WORK REQUEST =>
Collect from the data below each line with "leaf".

----- DATA EXTRACT

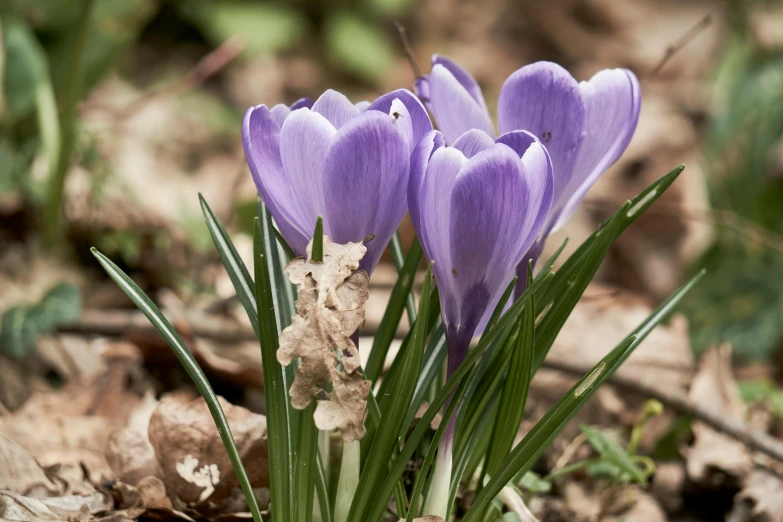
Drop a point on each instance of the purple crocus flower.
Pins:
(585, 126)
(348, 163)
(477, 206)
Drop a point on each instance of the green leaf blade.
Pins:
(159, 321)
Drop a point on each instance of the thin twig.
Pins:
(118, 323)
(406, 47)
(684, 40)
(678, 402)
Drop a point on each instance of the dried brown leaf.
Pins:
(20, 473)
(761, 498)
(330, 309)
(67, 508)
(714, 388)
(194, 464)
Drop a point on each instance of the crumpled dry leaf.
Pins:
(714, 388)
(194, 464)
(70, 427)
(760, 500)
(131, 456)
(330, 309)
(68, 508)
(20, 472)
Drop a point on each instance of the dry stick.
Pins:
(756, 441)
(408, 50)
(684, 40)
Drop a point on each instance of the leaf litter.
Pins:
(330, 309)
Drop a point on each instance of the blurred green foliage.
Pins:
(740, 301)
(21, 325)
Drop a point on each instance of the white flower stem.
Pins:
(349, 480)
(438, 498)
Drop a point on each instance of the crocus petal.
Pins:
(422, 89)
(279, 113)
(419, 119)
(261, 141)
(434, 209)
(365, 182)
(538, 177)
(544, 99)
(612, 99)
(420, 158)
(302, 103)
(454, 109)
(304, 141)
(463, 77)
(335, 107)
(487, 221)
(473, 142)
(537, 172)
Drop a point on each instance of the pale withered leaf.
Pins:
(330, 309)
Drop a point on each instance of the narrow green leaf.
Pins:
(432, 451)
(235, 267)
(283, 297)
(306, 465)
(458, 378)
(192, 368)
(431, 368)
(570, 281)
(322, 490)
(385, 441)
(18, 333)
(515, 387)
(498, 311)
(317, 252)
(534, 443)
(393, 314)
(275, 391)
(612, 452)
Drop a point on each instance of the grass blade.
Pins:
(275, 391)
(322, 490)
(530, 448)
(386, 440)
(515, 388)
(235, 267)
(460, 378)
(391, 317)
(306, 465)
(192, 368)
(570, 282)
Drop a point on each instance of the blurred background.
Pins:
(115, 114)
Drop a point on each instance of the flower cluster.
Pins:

----------
----- DATA EXTRACT

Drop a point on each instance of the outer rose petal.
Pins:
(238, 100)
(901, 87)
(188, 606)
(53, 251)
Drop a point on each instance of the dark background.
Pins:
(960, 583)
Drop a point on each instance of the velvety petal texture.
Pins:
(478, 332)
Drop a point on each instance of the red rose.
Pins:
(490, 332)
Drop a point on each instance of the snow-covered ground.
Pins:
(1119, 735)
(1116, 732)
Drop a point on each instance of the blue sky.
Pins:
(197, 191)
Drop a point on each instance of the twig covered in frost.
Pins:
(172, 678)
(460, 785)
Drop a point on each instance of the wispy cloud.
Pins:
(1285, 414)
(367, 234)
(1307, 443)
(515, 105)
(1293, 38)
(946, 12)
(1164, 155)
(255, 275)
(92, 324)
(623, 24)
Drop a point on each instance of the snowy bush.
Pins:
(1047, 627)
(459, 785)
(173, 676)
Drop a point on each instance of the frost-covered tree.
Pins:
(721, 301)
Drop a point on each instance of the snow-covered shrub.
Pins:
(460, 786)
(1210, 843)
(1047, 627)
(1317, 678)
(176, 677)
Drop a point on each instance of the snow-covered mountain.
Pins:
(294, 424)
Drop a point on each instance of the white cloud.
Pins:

----------
----- DATA EXTRACT

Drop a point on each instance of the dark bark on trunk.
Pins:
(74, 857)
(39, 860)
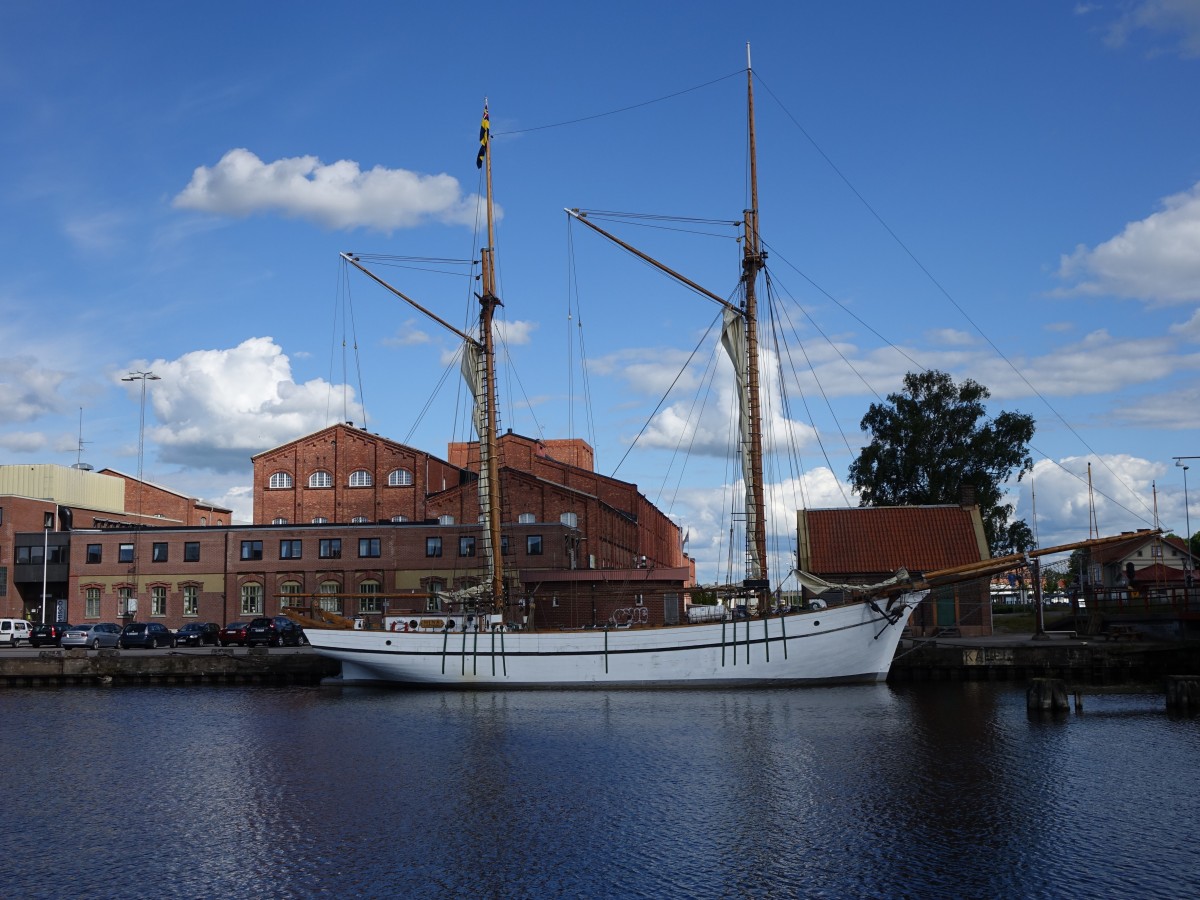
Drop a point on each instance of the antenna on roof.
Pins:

----------

REPLY =>
Drop a point on each instance of the green leaf blade.
Drop a point on each instance of the dried brown leaf.
Drop a point on each instance of the crumpled dry leaf.
Drop a point on each instance of the leaf litter.
Drop a point on each instance of the pale withered leaf.
Drop a point on each instance of the narrow green leaf.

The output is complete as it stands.